**Stored items from a collection:**
= = = = =

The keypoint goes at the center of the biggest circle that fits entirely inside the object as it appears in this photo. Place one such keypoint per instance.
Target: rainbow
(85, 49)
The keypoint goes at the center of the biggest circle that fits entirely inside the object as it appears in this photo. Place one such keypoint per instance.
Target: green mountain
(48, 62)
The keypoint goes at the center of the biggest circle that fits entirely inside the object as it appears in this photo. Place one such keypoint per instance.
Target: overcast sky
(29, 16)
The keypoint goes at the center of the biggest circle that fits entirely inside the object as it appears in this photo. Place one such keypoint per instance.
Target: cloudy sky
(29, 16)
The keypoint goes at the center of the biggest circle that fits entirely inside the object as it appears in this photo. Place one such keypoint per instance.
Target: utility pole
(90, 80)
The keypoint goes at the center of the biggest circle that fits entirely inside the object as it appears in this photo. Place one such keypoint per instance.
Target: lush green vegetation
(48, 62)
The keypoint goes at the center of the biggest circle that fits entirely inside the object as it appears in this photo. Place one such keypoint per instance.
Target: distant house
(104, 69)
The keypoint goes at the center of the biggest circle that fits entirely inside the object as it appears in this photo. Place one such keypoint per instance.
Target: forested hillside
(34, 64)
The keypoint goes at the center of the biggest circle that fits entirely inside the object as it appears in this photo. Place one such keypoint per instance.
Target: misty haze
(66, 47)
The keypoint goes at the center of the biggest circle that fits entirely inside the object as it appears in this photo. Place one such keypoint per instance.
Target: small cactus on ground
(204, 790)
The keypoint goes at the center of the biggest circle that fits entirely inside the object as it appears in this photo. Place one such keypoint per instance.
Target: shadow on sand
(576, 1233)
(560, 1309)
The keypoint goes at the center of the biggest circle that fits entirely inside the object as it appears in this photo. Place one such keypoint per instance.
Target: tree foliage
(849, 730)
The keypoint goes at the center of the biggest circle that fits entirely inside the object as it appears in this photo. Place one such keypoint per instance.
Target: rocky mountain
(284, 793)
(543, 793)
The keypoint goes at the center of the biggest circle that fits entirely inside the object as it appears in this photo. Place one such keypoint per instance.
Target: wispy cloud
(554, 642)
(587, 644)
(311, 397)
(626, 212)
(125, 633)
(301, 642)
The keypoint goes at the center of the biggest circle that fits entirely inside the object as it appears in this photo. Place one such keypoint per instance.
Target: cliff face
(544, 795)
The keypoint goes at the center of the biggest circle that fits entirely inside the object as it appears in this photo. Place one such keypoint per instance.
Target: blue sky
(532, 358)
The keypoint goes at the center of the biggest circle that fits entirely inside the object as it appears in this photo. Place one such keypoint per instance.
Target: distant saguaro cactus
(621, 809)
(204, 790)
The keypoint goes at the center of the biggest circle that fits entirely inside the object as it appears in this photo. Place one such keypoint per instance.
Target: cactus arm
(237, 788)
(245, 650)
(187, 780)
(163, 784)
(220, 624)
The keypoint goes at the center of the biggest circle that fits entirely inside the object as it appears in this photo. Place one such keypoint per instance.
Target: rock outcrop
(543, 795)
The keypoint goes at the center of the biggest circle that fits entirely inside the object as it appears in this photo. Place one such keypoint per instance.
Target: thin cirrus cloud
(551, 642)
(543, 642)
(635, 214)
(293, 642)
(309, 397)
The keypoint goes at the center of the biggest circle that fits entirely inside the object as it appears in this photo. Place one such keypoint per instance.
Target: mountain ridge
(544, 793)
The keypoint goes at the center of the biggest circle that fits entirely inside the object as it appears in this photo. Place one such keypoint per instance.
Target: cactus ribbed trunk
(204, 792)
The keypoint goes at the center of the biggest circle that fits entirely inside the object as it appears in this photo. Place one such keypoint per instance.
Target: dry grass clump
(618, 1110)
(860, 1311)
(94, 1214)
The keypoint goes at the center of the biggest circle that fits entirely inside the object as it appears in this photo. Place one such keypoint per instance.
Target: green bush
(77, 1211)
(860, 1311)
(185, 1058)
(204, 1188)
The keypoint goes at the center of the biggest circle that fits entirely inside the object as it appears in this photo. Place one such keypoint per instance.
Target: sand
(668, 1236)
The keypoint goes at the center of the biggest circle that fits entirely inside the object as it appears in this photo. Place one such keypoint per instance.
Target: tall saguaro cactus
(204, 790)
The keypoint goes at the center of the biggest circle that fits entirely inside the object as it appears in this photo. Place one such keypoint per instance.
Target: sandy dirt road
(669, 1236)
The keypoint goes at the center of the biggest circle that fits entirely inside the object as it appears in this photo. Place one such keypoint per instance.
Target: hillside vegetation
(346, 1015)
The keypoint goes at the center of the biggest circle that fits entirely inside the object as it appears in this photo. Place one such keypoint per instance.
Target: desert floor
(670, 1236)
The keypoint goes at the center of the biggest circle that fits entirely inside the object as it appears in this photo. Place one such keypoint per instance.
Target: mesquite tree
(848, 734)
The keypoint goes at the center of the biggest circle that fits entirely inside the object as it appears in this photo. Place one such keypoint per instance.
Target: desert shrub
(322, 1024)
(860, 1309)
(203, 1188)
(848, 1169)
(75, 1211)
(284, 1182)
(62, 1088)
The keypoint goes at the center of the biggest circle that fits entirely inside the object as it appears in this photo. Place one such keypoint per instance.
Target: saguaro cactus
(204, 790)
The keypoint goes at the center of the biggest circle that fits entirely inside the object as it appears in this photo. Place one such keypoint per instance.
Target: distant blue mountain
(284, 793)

= = = = =

**TRY IT:** Would you return each entry exactly as it reads?

**TASK RESULT:**
The keypoint goes at the center of the biggest circle that fits entirely inside the object as it appears in this photo. Place one such keypoint per instance.
Target: rainbow
(85, 49)
The keypoint goes at the center of the biggest circle that fits entirely inside the object as it appears in this photo. Place one such keypoint per instance.
Target: green mountain
(48, 62)
The keypoint goes at the center of the biggest circle that fits entirely inside the object as it appears in this photo. Place one such keypoint per instance.
Target: overcast sky
(29, 16)
The keypoint goes at the center of the biggest circle that fits entirely inside the object as it appears in this photo. Place one such keypoint per instance.
Target: cloudy sky
(29, 16)
The keypoint goes at the center of the biggest circle that fits entirely inside the object as it appears in this photo. Place one such keypoint per instance.
Target: utility pole
(90, 80)
The keypoint goes at the center of the biggest circle that fits entirely inside the object as it appears in this photo. Place one such keypoint per instance.
Target: lush green vegetation
(48, 62)
The keypoint goes at the center of the biggest circle that fits entirely inside the object as it appears in this photo. Place one such keypoint per instance.
Target: distant house
(104, 69)
The keypoint goes at the center of the biggest circle that fits entirely inside the object as it appears in this photo. Place one such keypoint per instance.
Target: forested hillside
(34, 64)
The keypoint goes at the center of the biggest circle that fits entirely inside the object as it appears in this photo. Place one such keypoint per instance.
Target: misty haze
(66, 47)
The keypoint goes at the center of the biggest circle that fits entirely inside the object as it appears in this photo. Place one such keypoint per instance.
Target: small cactus on ground
(204, 790)
The keypoint goes at the center of the biggest circle that fits entirely inside the object as it appears in this photo. Place one such keypoint per instance.
Target: shadow on sand
(576, 1233)
(560, 1309)
The keypoint goes at the center of the biggest circle that fits entirely inside the object as it appears in this photo. Place one such keypoint per instance.
Target: tree foliage
(849, 730)
The keypoint goes at the center of the biggest circle that fits entirely inside the object as it appears in this photo. Place one such keypoint per instance.
Target: rocky mountain
(284, 793)
(543, 793)
The keypoint goes at the center of the biggest circle that fits entirely inside the object as it appears in this photo. Place one such keypoint per instance.
Target: wispy cloud
(554, 642)
(587, 644)
(311, 397)
(626, 212)
(125, 633)
(301, 642)
The keypoint goes at the center of the biggest circle that fits entirely inside the object as it appears in this photo. Place one such keypoint per instance.
Target: cliff face
(544, 795)
The keypoint goes at the center of the biggest circle that fits entirely inside the object as it appears in this photo. Place one such keypoint per instance.
Target: blue sky
(532, 358)
The keypoint goes at the center of the biggest circle that fits entirely inside the object as it appears in this photo. Place one such keypoint per instance.
Target: distant saguaro cactus
(621, 809)
(204, 790)
The keypoint goes at the center of the biggest circle that fits entirely inside the object as it appears in this photo. Place one such keypoint per instance.
Target: cactus arm
(237, 788)
(245, 650)
(187, 780)
(163, 784)
(220, 624)
The keypoint goes at the center of the biggest circle that fits entirely inside the object as it appears in this photo. Place one such keypoint per instance.
Target: rock outcrop
(543, 795)
The keypoint goes at the center of the biggest circle that fits entirely inside the object as it appears in this photo. Place one such keypoint per instance.
Target: thin cirrus cloud
(551, 642)
(543, 642)
(635, 214)
(293, 642)
(309, 397)
The keypoint goes at the center of the biggest circle that fits entirely inside the object as it appears in this photo. Place one such keypoint per instance.
Target: mountain ridge
(544, 793)
The keypoint goes at the center of the biggest circle that fits entirely inside the object as it appears in this photo. Place one such keypoint per instance.
Target: cactus ribbed trunk
(204, 792)
The keypoint goes at the center of the biggest circle that fits entirely inside the object as it appears in this photo. Place one such keypoint per instance.
Target: dry grass clump
(618, 1110)
(860, 1311)
(94, 1214)
The keypoint goes at the center of the biggest circle that fits entirely inside the object as it appears in this photo. Place one such keypoint per instance.
Target: green bush
(77, 1211)
(860, 1311)
(185, 1058)
(204, 1188)
The keypoint goes at the center of the biggest circle that fits entirely inside the object as it appears in this photo. Place one such keypoint per instance.
Target: sand
(668, 1236)
The keypoint goes at the center of the biggest circle that fits entirely inside the object as it appears in this photo. Place one such keypoint per instance.
Target: tall saguaro cactus
(204, 790)
The keypoint goes at the center of the biggest circle that fits entirely inside the object as it appears in this photo. Place one such keypoint per instance.
Target: sandy dirt road
(669, 1236)
The keypoint goes at the center of the biggest circle that fits entirely inside the object as it appears in this photo. Place one such keypoint per instance.
Target: hillside vegetation
(346, 1015)
The keypoint goes at the center of the biggest circle that fits entirely inside the object as it appears in this photo. Place one such keypoint per instance.
Target: desert floor
(670, 1236)
The keypoint goes at the center of the biggest circle that fits entirely inside the object as it appears in this photo. Place one such keypoint per instance.
Target: mesquite tree
(848, 734)
The keypoint goes at the center of the biggest circle that fits entirely inside the object as it appears in this photo. Place one such keypoint per instance.
Target: desert shrub
(322, 1024)
(860, 1309)
(203, 1188)
(848, 1169)
(75, 1211)
(284, 1182)
(62, 1088)
The keypoint goes at the center of the biggest circle that fits entirely inside the object as it appears in this photo. Place one such keypoint per instance.
Target: saguaro cactus
(204, 790)
The keypoint goes at the center of the biggest circle that fits entirely inside the object as it appears in this photo. Place one such keypoint per instance.
Target: distant blue mountain
(284, 793)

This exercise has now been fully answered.